### What this task involves
Print every entry word for word, but omit the pictures.

* BEGIN Data entries *

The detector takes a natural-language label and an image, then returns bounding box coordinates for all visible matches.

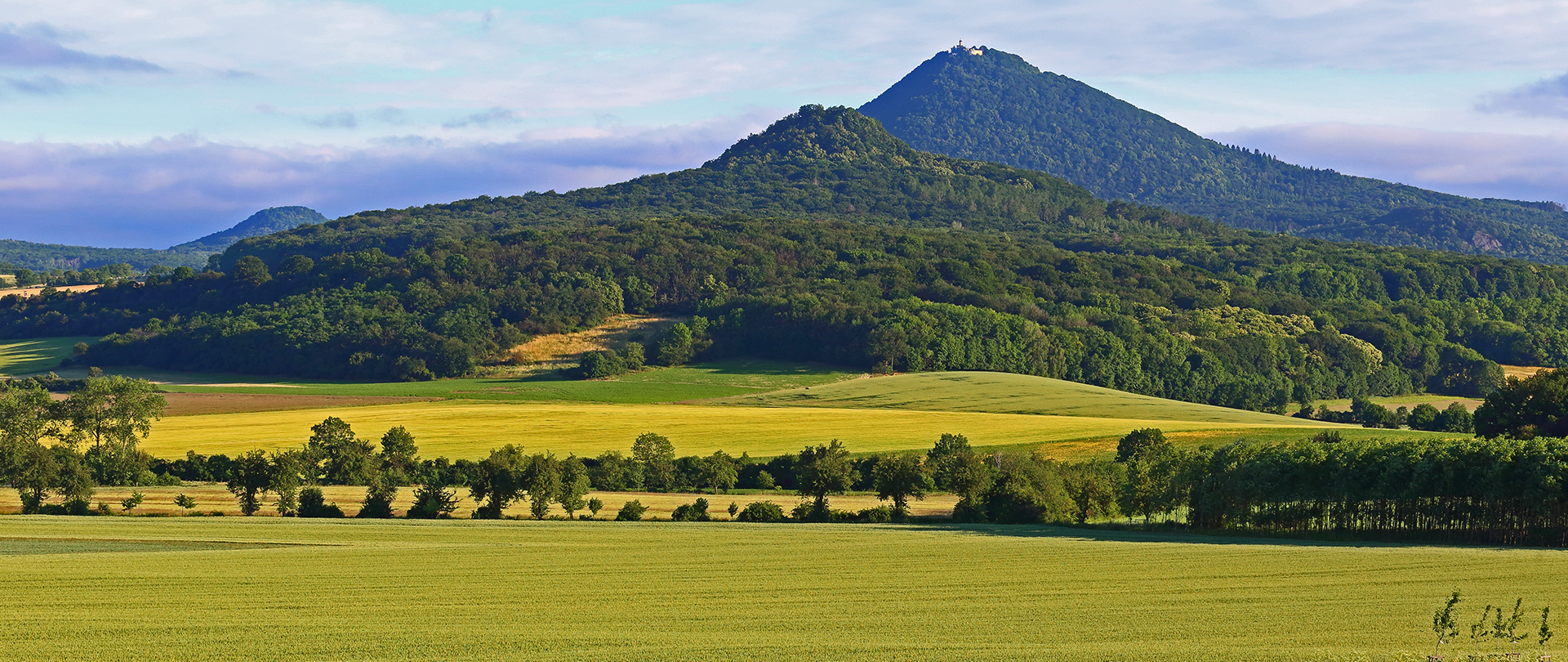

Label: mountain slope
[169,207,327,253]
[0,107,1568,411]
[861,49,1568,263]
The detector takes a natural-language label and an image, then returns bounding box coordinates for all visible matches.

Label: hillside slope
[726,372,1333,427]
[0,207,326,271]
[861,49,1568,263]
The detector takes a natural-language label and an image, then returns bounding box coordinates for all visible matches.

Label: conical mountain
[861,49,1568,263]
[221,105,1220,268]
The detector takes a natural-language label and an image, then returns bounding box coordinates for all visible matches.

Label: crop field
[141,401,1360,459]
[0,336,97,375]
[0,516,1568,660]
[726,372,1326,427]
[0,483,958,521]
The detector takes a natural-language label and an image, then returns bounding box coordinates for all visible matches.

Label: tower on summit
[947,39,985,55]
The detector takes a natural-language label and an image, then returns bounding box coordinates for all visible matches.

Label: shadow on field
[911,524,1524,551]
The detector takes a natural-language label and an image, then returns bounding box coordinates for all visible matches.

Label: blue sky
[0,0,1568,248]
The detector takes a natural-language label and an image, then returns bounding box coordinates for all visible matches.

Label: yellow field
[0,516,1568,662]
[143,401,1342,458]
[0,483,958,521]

* END Data entries *

### Exercise answer
The detector takes a natural-language label and an image, then returns bounding box coordinates for all visible matches.


Label: mountain slope
[169,207,327,253]
[0,107,1568,411]
[861,49,1568,263]
The detector takes a natural-language label and an image, then returns bounding box coordinates for all visible matches.

Label: hillside slope
[726,372,1333,427]
[0,207,326,271]
[861,49,1568,263]
The detector takes a natural-language label and an image, then returns bounding box coordinates for all visible matches.

Label: conical mountain
[861,49,1568,263]
[221,105,1220,268]
The detector takes a natural-language label and an image, then returns bounding box coordinates for all visible matches.

Label: crop field
[141,401,1360,459]
[0,336,97,375]
[0,516,1568,660]
[726,372,1326,427]
[0,483,958,521]
The detector takes a natural-language label and an image, then returns bounding box coordinates for all visible matches.

Label: tower on summit
[947,39,985,55]
The detector takes a natural-language label and an image, then returns bounding box coordinates for all visible matches.

Label: shadow on field
[911,524,1524,551]
The detector takes a natural-language label and an image, then returns bounding box coordinates for all visible matches.

Label: blue sky
[0,0,1568,248]
The detector takes a natural-language label and an image, then returns bounding box coordinates for all visible matches.

Label: yellow field
[0,516,1568,662]
[143,401,1342,458]
[0,483,958,521]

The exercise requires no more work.